WHAT YOU ARE ASKED TO DO
Give the entries again exactly, every one of them.

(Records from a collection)
○ ○ ○ ○ ○ ○ ○

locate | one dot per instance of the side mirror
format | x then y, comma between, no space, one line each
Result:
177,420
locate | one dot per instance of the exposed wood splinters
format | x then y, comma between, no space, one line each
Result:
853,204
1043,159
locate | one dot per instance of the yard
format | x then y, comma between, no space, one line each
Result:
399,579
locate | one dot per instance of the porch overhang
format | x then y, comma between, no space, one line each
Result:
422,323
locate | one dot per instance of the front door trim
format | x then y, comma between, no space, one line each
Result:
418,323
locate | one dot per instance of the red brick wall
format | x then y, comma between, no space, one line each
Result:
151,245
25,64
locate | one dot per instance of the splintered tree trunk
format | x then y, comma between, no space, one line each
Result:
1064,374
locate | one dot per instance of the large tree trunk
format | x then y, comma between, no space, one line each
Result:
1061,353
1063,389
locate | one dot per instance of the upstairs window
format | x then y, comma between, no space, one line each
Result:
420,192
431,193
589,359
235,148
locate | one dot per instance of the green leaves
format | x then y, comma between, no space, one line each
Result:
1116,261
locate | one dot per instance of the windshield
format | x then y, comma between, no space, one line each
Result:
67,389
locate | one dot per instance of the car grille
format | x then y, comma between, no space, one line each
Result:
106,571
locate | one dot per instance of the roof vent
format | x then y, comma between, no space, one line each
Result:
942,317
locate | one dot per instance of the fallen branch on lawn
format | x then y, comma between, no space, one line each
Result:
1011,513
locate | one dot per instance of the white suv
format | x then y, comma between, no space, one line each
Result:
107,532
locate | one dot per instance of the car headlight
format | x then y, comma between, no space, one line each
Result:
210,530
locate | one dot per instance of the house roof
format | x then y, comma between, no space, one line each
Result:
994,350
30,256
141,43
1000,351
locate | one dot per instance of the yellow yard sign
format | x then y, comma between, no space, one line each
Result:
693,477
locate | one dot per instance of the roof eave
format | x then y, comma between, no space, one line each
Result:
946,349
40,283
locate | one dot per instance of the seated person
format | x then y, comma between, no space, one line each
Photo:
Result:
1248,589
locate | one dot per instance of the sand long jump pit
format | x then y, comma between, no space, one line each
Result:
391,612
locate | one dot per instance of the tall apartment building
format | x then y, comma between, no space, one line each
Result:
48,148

○ ○ ○ ○ ○ ○ ○

WRITTEN RESPONSE
locate | one dot per instance of the side mirror
format | x then y, comma between, no space, one line each
Result:
177,420
locate | one dot per instance of the exposed wood splinters
format | x then y, comma between, no space, one line each
Result:
853,204
1043,159
locate | one dot per instance of the yard
format | x then y, comma between, no space, one line each
Result:
399,579
locate | one dot per instance of the porch overhang
format | x then y, comma between, no space, one line each
Result:
422,323
locate | one dot per instance of the front door trim
format | x then y, comma between, no space, one line each
Result:
418,323
locate | one dot per instance of the red brick wall
format | x then y, comma between, no space, one line each
Result:
151,245
25,64
locate | one dot per instance of the splintered tree trunk
format | x then y, comma between, no space, one line each
Result:
1064,374
locate | one dot per instance of the large tree trunk
format | x then y, comma between, no space, one line each
Result:
1061,353
1063,389
locate | one dot per instance of the upstairs window
format | x then y, comma between, no space, one line each
Result:
420,192
431,193
589,359
235,148
locate | one dot per instance of the green leaves
format | x then y, comma between, no space, one line each
Result:
1116,261
locate | one dot per instance of the windshield
format | x then y, comma between, no space, one line each
Result:
67,389
locate | one dot per instance of the car grille
format | x then y, comma between, no space, one line each
Result:
106,571
locate | one dot per instance of the roof vent
format | x then y, comma between, no space, one line each
Result:
942,317
locate | one dot per instance of the fallen branch on lawn
format | x then y, comma between, no space, one line each
Result:
1011,513
locate | one dot per instance of the white suv
format | x then y, comma between, no space, one line each
Result:
107,532
locate | one dot per instance of the car headlight
format | x then y, comma between, no space, one line each
Result:
210,530
locate | one dot per instance of the house roof
format | x then y, comma between, no space, one line each
Result:
994,350
30,256
141,43
1000,351
locate | one dot per instance of the yellow yard sign
format | x then y, comma between, no space, one line each
Result:
693,477
locate | one dot per instance of the roof eave
format | x then y, comma between, no space, one line each
Result:
946,349
40,283
locate | one dot per instance of the seated person
format | x then y, comma between, no space, one line each
Photo:
Result:
1248,589
locate | one dot per instance of the sand long jump pit
format | x then y, comma between, no space, one line each
Result:
391,612
locate | one dot per instance of the tall apartment building
format | x then y, comma between, no space, one line each
Result:
48,148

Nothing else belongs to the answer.